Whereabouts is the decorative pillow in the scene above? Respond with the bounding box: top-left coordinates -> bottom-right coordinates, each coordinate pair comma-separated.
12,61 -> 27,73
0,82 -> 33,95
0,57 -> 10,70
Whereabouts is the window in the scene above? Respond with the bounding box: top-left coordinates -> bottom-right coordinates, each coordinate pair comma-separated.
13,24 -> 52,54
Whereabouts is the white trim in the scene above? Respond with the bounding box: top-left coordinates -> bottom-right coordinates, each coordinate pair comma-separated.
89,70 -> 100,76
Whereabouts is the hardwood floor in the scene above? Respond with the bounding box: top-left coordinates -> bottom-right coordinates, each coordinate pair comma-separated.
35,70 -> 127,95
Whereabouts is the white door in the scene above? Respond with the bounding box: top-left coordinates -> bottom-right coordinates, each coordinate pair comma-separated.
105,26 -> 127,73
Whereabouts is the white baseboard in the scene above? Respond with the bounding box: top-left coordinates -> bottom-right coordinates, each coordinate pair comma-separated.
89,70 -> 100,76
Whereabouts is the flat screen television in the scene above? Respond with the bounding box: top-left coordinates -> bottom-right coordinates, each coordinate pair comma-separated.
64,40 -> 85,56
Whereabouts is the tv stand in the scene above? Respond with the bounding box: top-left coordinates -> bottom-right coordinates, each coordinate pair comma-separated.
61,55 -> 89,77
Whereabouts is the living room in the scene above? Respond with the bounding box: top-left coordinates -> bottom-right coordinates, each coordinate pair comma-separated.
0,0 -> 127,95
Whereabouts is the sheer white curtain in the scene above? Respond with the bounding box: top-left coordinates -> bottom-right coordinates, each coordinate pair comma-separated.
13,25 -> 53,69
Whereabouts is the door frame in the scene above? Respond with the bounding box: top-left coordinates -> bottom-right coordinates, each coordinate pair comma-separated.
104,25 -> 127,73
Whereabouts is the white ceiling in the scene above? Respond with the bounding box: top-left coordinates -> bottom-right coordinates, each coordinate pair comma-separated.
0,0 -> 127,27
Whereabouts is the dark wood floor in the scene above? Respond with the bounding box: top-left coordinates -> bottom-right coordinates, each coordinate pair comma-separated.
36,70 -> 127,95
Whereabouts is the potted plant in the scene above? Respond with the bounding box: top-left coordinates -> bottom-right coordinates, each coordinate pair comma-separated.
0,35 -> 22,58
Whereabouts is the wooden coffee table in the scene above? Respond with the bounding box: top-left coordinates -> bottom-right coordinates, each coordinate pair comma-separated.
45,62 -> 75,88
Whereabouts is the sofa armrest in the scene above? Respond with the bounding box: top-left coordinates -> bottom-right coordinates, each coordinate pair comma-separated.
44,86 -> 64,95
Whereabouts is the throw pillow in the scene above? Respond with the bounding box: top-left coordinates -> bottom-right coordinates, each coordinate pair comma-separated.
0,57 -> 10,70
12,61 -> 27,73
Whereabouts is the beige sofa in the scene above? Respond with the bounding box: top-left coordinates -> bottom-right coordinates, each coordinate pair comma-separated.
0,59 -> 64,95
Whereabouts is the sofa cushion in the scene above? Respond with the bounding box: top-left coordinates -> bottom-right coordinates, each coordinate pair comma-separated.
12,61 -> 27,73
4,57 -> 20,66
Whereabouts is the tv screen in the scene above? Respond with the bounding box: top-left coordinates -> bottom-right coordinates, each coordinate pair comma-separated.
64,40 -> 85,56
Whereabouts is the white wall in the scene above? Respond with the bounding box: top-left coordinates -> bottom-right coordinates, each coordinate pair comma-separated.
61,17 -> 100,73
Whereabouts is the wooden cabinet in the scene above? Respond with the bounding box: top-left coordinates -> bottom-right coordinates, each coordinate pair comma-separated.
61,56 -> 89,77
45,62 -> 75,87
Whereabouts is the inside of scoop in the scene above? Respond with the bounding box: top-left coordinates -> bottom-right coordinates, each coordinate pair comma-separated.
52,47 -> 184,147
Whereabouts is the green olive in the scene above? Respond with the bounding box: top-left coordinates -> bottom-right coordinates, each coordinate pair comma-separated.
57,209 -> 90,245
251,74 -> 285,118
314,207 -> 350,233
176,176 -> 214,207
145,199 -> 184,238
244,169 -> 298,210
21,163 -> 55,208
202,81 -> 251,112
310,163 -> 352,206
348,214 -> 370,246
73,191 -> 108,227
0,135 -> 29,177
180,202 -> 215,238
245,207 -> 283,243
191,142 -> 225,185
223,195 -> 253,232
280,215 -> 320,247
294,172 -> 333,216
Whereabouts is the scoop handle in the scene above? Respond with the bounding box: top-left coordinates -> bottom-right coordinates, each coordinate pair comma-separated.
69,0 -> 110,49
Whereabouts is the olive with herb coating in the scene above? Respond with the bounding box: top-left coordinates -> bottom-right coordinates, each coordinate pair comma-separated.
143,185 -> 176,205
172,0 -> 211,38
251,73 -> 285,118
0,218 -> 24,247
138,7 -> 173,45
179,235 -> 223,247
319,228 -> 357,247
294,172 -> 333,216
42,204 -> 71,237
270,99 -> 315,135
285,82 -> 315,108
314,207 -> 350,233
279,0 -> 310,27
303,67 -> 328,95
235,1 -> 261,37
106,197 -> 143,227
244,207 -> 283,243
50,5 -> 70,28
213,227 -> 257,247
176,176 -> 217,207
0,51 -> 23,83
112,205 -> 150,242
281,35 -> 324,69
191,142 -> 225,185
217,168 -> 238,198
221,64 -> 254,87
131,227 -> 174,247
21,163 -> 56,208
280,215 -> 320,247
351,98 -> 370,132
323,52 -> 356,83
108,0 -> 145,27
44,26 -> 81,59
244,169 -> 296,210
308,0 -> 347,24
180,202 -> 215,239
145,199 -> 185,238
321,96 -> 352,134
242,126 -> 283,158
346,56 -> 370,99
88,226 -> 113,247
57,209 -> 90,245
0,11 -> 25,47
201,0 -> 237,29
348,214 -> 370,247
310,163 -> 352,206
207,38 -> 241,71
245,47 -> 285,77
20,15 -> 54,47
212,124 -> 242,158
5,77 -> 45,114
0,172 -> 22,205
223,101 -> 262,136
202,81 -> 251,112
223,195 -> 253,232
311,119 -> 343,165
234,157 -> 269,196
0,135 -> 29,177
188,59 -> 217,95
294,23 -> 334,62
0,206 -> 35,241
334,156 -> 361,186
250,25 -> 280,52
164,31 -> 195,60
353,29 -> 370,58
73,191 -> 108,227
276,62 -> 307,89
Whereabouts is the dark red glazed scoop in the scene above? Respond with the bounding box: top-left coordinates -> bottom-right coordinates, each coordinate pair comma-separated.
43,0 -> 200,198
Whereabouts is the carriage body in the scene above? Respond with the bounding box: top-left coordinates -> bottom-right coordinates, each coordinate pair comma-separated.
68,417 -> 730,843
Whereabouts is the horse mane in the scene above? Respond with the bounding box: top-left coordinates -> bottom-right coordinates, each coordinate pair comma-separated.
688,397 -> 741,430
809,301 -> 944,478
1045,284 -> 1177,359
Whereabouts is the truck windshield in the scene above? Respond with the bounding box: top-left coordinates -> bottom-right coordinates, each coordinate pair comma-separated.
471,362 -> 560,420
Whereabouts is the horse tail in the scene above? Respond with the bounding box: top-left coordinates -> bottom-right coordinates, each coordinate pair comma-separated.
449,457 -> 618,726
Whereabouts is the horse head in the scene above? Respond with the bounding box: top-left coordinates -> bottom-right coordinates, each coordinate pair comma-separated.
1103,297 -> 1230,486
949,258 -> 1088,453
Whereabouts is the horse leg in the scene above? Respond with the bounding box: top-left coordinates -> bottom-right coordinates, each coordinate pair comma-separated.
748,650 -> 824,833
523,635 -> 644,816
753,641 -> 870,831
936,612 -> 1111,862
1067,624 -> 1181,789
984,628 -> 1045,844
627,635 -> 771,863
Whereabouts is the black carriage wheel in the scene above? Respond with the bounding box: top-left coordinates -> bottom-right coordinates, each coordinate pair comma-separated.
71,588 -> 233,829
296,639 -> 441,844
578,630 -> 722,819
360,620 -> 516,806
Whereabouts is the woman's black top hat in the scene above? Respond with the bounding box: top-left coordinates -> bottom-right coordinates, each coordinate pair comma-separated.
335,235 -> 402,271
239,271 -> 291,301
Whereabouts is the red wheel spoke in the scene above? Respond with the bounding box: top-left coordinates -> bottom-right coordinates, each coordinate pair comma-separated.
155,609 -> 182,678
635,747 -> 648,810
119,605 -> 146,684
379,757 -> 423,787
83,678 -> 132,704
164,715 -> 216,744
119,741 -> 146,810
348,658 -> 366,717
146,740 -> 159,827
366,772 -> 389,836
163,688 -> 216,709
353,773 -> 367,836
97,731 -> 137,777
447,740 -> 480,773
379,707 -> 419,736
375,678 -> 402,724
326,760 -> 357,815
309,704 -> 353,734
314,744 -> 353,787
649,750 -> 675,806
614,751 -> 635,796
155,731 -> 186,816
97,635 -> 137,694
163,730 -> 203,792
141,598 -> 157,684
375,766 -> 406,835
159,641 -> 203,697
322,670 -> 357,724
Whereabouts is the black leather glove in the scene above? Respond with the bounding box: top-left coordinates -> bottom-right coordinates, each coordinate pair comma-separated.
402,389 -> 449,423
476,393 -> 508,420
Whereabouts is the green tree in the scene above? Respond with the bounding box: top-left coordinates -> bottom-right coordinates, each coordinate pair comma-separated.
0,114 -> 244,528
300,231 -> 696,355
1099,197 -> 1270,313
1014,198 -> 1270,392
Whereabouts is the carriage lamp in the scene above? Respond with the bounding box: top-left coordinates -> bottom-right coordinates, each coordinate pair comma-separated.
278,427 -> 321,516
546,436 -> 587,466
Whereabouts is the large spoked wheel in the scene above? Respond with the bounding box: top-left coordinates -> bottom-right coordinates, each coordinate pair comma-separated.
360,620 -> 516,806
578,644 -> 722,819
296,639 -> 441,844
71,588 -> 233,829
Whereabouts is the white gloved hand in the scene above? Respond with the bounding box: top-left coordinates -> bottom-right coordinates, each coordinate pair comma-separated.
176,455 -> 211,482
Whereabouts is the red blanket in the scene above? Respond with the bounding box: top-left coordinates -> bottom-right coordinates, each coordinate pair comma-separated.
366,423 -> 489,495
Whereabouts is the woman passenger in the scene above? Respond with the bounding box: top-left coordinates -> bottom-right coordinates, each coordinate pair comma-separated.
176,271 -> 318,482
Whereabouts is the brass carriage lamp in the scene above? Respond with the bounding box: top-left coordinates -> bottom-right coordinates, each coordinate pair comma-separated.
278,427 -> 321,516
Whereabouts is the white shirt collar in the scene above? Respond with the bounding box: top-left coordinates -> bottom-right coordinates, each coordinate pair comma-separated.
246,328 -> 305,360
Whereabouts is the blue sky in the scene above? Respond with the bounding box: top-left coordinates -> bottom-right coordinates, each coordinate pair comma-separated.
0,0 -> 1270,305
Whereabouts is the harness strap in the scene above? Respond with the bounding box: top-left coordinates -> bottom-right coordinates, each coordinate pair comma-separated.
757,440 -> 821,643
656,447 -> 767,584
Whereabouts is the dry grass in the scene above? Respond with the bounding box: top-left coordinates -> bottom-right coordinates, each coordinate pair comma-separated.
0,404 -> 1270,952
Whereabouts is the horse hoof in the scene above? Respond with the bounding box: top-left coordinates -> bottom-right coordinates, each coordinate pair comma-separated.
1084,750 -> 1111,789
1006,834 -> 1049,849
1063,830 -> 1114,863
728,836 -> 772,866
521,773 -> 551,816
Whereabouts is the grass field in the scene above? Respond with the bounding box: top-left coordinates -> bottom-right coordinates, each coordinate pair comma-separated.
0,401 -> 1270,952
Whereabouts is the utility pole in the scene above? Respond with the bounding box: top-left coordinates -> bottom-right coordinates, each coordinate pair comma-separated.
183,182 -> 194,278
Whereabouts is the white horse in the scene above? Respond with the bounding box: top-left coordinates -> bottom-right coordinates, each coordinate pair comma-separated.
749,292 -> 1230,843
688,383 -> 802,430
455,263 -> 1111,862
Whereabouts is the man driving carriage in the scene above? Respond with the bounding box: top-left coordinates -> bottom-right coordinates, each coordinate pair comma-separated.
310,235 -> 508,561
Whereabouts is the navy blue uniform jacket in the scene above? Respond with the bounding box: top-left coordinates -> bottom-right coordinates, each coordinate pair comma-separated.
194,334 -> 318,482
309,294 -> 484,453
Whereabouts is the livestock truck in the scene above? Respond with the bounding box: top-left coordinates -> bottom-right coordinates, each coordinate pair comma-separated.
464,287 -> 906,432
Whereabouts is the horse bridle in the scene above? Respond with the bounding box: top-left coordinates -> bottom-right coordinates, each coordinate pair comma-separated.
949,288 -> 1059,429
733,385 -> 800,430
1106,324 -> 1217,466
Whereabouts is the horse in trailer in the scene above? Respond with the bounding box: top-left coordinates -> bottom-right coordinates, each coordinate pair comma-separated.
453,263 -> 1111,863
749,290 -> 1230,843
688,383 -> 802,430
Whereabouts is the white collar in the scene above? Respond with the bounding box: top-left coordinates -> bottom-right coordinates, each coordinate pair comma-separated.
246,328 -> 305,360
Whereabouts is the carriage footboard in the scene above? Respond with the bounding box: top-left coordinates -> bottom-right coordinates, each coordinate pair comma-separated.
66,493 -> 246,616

TASK OBJECTIVE >> Please reproduce word for word the rows above, starting at the row containing "Whereabouts is the living" and ending at the row containing "0,0 -> 127,95", including both.

RESPONSE TO THIS EXERCISE >>
Whereabouts is the living room in the scene above? Respond with the bounding box: top-left coordinates -> bottom-right coordinates, each coordinate pair comma-separated.
0,0 -> 127,95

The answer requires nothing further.